[TASK DIRECTIONS]: Show every line from the entries below that contains the string "WHERE".

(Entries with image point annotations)
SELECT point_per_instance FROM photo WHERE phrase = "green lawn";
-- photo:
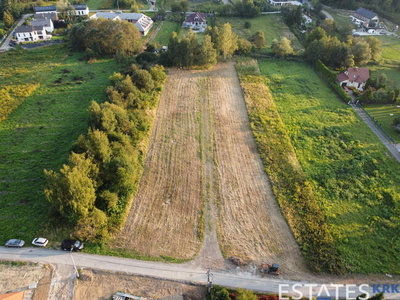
(385, 115)
(165, 32)
(94, 4)
(356, 181)
(272, 26)
(39, 133)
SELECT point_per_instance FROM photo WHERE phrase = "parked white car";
(15, 243)
(40, 242)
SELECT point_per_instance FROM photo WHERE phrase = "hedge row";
(292, 190)
(95, 189)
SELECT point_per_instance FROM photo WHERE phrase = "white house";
(364, 17)
(31, 33)
(47, 24)
(284, 2)
(142, 22)
(355, 77)
(81, 10)
(195, 21)
(45, 9)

[FINAL ANSWER]:
SELECT point_per_instance FROM photo WHERE phrase = "green lawn";
SELECT point_per_instance FROM photo WHERE phrase = "parked white car";
SELECT point_per_instance FROM photo WHERE phrase = "hedge row";
SELECT point_per_instance FROM photo WHERE phrase = "white house";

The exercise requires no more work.